Given records ::

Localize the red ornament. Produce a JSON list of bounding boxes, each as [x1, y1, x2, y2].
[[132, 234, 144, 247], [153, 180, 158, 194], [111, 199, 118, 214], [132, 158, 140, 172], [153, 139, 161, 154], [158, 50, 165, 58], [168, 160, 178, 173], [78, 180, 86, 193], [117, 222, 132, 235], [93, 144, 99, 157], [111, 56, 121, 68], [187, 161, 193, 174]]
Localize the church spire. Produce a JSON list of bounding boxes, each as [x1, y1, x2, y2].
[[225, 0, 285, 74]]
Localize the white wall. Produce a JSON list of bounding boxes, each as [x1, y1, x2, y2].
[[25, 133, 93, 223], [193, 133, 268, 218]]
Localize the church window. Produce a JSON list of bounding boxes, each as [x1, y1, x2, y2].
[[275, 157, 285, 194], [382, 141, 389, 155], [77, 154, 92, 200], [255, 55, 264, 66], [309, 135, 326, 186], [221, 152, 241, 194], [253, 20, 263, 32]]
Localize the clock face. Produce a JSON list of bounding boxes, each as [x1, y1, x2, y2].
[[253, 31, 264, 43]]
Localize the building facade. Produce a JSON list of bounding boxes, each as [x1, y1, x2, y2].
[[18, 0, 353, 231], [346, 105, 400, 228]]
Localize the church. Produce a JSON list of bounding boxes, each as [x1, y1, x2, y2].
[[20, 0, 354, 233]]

...

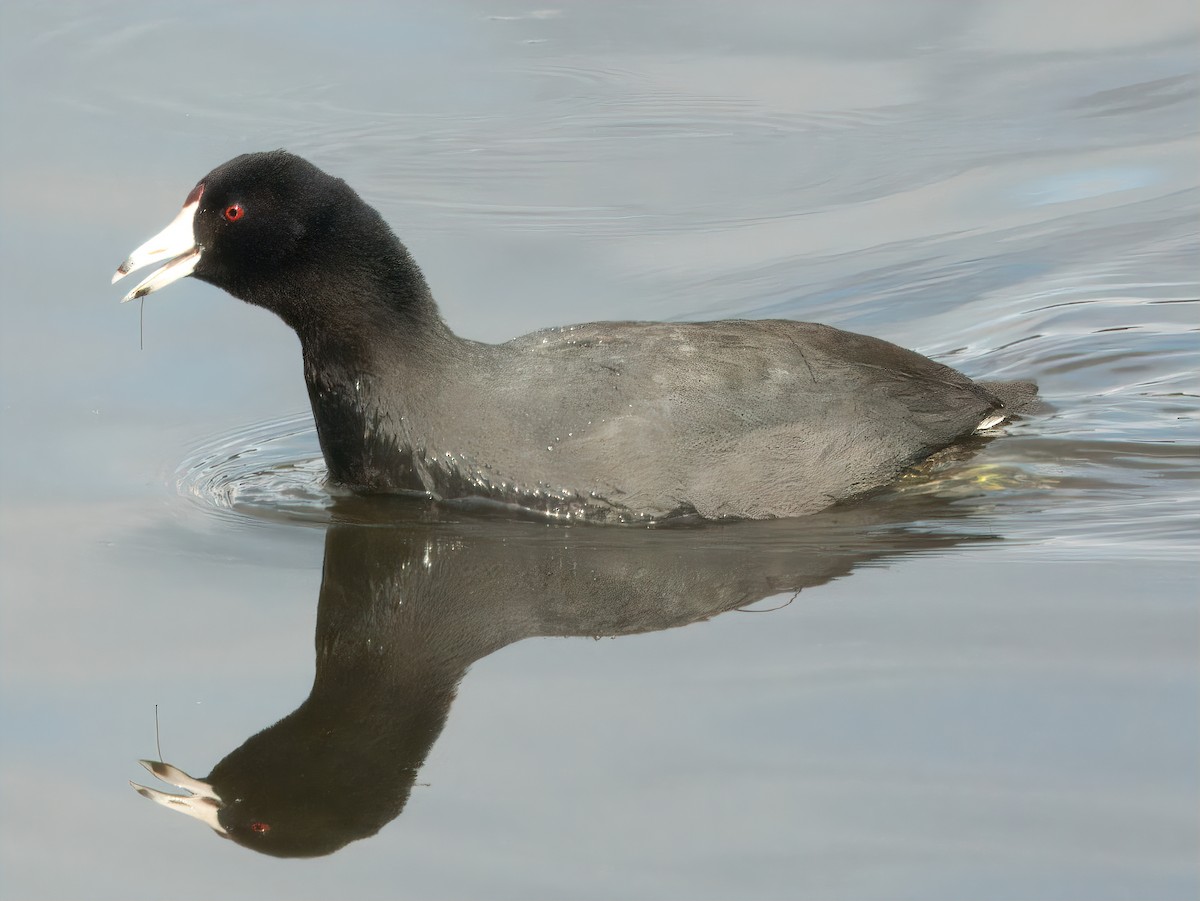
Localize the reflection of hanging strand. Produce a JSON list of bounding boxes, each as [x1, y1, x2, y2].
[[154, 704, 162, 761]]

Job :: Could you lay out the data as a numbered list, starting at the line that contains "Localize the reflection" and ending at the line that contains "[[154, 704, 162, 761]]", with any blank lines left out?

Answer to this task ::
1. Localize the reflection of hanging strand. Produce a JSON list of bounding boxes, each as [x1, y1, x2, y2].
2. [[154, 704, 162, 761]]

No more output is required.